WHAT YOU NEED TO DO | Provide an exact transcription of all the records.

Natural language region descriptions
———

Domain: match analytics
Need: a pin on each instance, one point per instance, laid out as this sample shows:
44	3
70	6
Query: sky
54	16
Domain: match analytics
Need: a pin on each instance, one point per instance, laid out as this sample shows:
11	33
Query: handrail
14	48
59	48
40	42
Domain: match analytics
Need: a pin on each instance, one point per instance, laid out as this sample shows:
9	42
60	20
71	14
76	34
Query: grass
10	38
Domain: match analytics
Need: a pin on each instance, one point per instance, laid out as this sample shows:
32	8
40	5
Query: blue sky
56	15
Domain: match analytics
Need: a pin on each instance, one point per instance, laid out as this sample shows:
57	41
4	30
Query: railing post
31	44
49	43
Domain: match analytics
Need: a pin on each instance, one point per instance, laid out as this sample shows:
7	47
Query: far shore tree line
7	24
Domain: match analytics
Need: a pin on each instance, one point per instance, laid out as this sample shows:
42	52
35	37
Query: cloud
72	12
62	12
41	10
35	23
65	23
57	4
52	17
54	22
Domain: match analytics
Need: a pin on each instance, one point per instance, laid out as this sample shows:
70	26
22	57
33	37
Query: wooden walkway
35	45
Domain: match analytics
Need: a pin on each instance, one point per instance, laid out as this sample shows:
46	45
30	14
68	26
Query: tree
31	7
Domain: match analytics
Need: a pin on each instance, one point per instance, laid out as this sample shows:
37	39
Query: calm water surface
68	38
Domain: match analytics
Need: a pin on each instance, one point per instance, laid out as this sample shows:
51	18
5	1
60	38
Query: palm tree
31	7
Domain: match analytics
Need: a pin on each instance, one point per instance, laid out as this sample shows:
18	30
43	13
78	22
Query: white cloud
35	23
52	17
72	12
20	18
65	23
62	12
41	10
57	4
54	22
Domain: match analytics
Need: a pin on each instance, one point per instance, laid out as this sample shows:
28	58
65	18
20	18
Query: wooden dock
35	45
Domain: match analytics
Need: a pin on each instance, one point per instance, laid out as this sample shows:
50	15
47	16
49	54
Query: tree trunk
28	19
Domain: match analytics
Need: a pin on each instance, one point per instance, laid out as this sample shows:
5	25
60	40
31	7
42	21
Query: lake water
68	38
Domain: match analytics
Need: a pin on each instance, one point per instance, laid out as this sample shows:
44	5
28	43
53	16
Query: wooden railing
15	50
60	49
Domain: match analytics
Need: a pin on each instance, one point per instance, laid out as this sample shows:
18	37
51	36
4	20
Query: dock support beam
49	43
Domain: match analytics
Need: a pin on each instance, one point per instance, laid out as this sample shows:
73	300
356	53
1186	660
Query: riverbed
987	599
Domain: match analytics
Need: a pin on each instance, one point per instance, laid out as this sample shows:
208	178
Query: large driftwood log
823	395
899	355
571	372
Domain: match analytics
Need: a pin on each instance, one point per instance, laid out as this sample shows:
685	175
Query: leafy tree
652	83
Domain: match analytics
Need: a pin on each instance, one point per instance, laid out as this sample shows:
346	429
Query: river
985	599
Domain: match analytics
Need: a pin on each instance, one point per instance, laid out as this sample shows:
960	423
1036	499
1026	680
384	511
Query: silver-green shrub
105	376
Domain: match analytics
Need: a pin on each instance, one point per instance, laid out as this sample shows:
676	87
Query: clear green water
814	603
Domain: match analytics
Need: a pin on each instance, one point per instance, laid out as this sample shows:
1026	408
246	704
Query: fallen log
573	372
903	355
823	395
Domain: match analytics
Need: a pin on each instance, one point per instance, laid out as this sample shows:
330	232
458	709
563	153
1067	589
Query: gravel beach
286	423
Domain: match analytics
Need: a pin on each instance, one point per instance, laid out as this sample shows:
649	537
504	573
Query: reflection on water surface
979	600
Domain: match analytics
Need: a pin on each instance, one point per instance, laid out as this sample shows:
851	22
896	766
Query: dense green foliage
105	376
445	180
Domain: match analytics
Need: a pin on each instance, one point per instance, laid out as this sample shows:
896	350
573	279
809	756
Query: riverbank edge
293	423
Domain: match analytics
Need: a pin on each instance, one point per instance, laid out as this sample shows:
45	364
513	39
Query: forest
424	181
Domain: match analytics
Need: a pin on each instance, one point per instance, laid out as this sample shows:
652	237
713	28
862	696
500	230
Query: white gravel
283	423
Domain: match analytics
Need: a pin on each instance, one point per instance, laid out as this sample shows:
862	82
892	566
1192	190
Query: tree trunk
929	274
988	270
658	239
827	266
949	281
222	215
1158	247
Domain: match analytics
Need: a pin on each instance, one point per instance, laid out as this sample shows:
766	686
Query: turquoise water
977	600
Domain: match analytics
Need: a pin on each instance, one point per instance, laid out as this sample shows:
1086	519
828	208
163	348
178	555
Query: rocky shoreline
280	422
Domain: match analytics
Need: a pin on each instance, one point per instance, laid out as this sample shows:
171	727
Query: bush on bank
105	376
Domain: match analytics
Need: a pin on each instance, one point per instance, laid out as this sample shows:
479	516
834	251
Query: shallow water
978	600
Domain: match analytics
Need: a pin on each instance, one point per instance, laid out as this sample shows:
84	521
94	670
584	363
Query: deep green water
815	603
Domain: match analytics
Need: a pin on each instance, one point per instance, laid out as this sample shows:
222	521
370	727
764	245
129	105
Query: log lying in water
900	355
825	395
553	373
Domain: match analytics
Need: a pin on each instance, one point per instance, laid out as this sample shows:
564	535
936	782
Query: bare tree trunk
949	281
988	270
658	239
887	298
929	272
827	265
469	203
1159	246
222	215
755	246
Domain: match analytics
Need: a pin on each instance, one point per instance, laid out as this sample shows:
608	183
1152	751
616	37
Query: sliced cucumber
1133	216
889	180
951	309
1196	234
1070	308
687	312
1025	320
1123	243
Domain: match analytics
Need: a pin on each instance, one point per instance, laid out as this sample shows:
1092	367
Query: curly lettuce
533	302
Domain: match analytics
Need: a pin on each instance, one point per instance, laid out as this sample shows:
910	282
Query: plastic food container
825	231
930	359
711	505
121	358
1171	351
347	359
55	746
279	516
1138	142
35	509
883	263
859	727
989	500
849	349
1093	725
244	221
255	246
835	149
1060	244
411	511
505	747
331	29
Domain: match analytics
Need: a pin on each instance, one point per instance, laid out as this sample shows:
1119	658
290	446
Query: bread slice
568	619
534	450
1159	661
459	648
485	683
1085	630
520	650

———

EXPECTED ANSWER |
Domain: match analytics
Need: a pin on each instance, one point per instance, laid out as this sample shows:
44	3
70	6
Query: sky
54	16
Domain: match analytics
Need: a pin on each instance, one point per instance, laid out as this sample shows:
11	33
Query: handrail
14	48
59	48
40	42
Domain: match analytics
Need: a pin on each instance, one point per instance, laid out as this sample shows:
9	42
60	20
71	14
76	34
Query: grass
10	38
Domain: match analytics
Need: a pin on each instance, one point per instance, laid out as this sample shows:
32	8
40	5
Query: blue sky
56	15
Domain: match analytics
Need: a pin on each instance, one point per instance, laid out as this sample shows:
57	41
4	30
Query: railing post
31	44
49	43
Domain: match analytics
Need: a pin on each instance, one point per instance, laid out as this sample shows:
7	47
Query: far shore tree line
7	24
Domain: match analytics
Need: a pin on each instance, one point per instance, laid out as this sample shows:
42	52
35	37
Query: cloud
72	12
62	12
41	10
35	23
65	23
57	4
52	17
54	22
Domain: match analytics
Need: a pin on each instance, one point per instance, laid out as this sample shows:
70	26
22	57
33	37
Query: wooden walkway
35	45
Domain: match analytics
Need: a pin on each instance, one point per instance, laid out as this sample shows:
46	45
30	14
68	26
Query: tree
31	7
Domain: match analytics
Need: a pin on each instance, one point per instance, laid out as this sample shows:
37	39
Query: calm water surface
68	38
Domain: match analytics
Need: a pin on each instance, one point per instance, laid out as this sample shows:
51	18
5	1
60	38
Query: palm tree
31	7
Domain: match analytics
Need: a pin on each instance, one point per instance, laid out as this sample shows:
18	30
43	13
78	22
Query: white cloud
35	23
52	17
72	12
20	18
65	23
62	12
41	10
57	4
54	22
Domain: match analytics
Need: a pin on each instance, one point per instance, laid out as this sample shows:
28	58
65	18
20	18
Query: wooden dock
35	45
Domain: match analytics
Need: a pin on each instance, one point per instance, laid out as this sample shows:
50	15
47	16
49	54
Query: tree trunk
28	19
Domain: match analytics
Need: a pin on each instance, one point per instance, laid out as this sample shows:
5	25
60	40
31	7
42	21
Query: lake water
68	38
Domain: match analytics
Need: a pin on each instance, one point per instance, laid out as this sample shows:
44	5
28	43
53	16
Query: wooden railing
15	50
60	49
Domain: match analytics
Need: a pin on each instance, one point per instance, laid out as this sample shows:
18	37
51	36
4	20
Query: dock support beam
49	43
Domain: match analytics
Need: a pin on each instance, one point per instance, laid out as this sample shows:
73	300
356	53
1186	660
Query: riverbed
987	599
Domain: match analytics
Need: a pin on each instance, one point per instance, laid out as this sample shows:
208	178
Query: large driftwood log
823	395
899	355
571	372
Domain: match analytics
Need: a pin on each instance, one point per instance, laid out as this sample shows:
685	175
Query: leafy tree
652	83
Domain: match analytics
Need: a pin on each instance, one point per instance, laid out as this sample shows:
346	429
Query: river
985	599
Domain: match analytics
Need: a pin on each instance, one point per instance, laid out as this sample shows:
960	423
1036	499
1026	680
384	511
Query: silver-green shrub
105	376
Domain: match analytics
Need: a pin on each instance, one point per instance, laid out as this sample shows:
676	87
Query: clear green water
814	603
Domain: match analytics
Need: a pin on each instance, one point per instance, laid out as this sample shows:
1026	408
246	704
Query: fallen log
573	372
903	355
823	395
Domain: match analytics
Need: a pin on each instance, one point per instance, laid out as this sample shows:
330	232
458	709
563	153
1067	589
Query: gravel beach
286	423
Domain: match analytics
Need: a pin on each instance, one point per instance, laid out as this sample shows:
649	537
504	573
Query: reflection on water surface
979	600
Domain: match analytics
Need: a pin on each instance, one point per instance, laid out as this sample shows:
851	22
896	766
Query: dense green foliage
105	376
445	180
Domain: match analytics
Need: a pin on each instance, one point per instance, laid out as this sample shows:
896	350
573	279
809	756
Query: riverbank edge
293	423
Domain: match analytics
Need: a pin on each instance, one point per instance, laid out as this sample shows:
45	364
513	39
Query: forest
424	181
Domain: match analytics
Need: a pin on each instance, one point per instance, laid out as this sample shows:
652	237
713	28
862	696
500	230
Query: white gravel
283	423
Domain: match analytics
Need: a pin on each instance, one point per instance, laid out as this sample shows:
862	82
892	566
1192	190
Query: tree trunk
929	274
988	270
658	239
827	266
949	281
222	215
1158	247
Domain: match analytics
Need: a pin on each instance, one point per instance, laid out as this sample shows:
766	686
Query: turquoise water
977	600
Domain: match analytics
Need: a pin on each instance, one point per instance, laid out as this sample shows:
1086	519
828	208
163	348
178	555
Query: rocky shoreline
280	422
Domain: match analytics
Need: a pin on each instance, one point per instance, laid out as this sample shows:
171	727
Query: bush on bank
105	376
Domain: match analytics
Need: a pin on each instance, one point per instance, laid out as this sample shows:
479	516
834	251
Query: shallow water
978	600
Domain: match analytics
Need: a pin on each instance, one point per instance, laid out as this sample shows:
84	521
94	670
584	363
Query: deep green water
815	603
Domain: match analytics
Need: a pin on each instance, one point per instance, laid out as this sample shows:
222	521
370	727
764	245
129	105
Query: log lying in water
900	355
825	395
553	373
Domain: match analytics
Need: a pin on each instance, one point per instance, laid out as this sample shows:
564	535
936	782
Query: bare tree trunk
949	281
988	270
658	239
887	298
929	272
827	265
469	203
1159	246
222	215
755	246
Domain: match analytics
Need: a pin on each instance, one point per instance, laid out as this sample shows:
608	183
1152	751
616	37
Query: sliced cucumber
1133	216
889	180
951	309
1196	234
1070	308
687	312
1025	320
1123	243
Domain: match analytics
Need: a pin on each instance, one point per instance, laid out as this sample shows:
1092	367
Query: curly lettuce
533	302
Domain: match analytics
Need: a pin on each instance, one point per instance, laid out as this sample shows:
910	282
Query: plastic food container
825	231
930	359
711	505
121	358
1171	351
347	359
55	746
279	516
1138	142
35	509
883	263
859	727
989	500
849	349
1093	725
244	221
255	246
835	149
1060	244
411	511
505	747
331	29
Domain: match analytics
Need: a pin on each instance, one point per instance, laid out as this sample shows:
1119	658
290	446
Query: bread slice
568	619
534	450
1159	661
459	648
485	683
1085	630
520	650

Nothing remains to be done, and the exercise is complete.